▸ EXERCISE BRIEF:
Hunt through the lines below for the string "window" and copy each one that has it.

▸ Source data:
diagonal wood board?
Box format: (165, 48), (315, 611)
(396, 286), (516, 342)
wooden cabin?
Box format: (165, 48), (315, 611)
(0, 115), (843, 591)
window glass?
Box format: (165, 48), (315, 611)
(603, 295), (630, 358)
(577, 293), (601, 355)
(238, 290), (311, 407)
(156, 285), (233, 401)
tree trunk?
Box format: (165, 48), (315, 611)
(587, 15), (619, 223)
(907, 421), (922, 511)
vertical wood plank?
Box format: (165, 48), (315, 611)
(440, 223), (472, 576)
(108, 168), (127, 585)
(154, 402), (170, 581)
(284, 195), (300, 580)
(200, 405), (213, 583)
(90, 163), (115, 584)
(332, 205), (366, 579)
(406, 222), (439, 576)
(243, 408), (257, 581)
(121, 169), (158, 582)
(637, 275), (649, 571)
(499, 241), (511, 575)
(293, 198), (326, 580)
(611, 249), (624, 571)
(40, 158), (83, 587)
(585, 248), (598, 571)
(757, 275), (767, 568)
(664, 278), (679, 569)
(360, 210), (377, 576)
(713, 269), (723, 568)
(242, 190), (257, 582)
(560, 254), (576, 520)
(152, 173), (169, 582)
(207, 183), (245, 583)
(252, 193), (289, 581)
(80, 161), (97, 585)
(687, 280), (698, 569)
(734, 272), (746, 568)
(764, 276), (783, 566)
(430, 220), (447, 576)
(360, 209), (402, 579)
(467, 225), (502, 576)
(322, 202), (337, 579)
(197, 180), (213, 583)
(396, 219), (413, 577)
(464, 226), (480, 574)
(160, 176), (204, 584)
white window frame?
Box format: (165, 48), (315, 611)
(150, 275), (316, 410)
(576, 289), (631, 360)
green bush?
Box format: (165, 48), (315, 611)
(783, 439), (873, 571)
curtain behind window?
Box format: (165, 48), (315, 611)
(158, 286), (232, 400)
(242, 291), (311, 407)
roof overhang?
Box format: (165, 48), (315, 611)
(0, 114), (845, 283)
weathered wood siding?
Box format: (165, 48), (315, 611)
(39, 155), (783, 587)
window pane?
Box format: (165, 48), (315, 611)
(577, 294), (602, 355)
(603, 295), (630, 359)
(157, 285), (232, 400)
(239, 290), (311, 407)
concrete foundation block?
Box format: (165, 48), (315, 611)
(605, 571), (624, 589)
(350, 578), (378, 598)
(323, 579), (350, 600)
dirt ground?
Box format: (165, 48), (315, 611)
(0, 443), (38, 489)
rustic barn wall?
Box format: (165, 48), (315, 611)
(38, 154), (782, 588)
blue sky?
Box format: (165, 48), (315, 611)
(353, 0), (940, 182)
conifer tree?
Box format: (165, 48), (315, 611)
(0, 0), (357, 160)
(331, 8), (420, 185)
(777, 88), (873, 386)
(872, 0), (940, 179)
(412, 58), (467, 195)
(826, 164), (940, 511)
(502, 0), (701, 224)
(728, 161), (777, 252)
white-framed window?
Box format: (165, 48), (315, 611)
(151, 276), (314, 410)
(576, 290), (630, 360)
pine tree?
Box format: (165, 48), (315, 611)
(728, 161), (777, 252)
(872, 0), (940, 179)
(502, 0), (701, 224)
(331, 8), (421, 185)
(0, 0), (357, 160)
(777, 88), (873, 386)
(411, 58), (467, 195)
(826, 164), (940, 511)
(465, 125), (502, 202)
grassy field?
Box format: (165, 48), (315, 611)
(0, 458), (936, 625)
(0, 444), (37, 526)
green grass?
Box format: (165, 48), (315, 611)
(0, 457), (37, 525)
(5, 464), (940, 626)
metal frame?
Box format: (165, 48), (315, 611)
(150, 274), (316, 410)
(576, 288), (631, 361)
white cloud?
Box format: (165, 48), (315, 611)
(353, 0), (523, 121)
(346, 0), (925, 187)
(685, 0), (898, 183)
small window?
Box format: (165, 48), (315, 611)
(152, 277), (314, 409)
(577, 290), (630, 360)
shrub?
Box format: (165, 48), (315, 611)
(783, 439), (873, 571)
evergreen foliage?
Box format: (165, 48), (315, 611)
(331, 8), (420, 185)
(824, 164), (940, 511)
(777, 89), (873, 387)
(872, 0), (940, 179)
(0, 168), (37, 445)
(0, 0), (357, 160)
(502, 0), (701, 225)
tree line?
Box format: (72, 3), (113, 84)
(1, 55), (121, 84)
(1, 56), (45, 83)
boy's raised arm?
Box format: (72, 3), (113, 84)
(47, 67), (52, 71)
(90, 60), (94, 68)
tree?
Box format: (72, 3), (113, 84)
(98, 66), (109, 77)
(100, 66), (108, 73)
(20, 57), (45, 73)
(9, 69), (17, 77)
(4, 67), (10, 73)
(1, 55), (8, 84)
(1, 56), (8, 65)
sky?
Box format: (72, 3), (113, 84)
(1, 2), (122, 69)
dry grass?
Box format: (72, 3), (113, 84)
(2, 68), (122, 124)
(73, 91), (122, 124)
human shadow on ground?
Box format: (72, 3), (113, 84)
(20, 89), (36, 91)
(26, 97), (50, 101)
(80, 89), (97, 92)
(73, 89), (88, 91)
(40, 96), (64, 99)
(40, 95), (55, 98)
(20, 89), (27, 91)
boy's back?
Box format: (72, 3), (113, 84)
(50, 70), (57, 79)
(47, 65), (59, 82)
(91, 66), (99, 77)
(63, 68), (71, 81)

▸ EXERCISE RESPONSE:
window glass?
white window frame?
curtain behind window?
window pane?
white-framed window?
small window?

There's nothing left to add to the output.